**Records shown**
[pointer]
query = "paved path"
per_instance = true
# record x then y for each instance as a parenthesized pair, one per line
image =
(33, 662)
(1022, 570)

**Required work**
Rewrite the data with every "path" swapped for "walkway", leaving everything else unchanged.

**Output for this task**
[pointer]
query = "paved walkway"
per_instance = true
# record x then y for each instance as a parenthesized pair, one per line
image =
(33, 662)
(1022, 570)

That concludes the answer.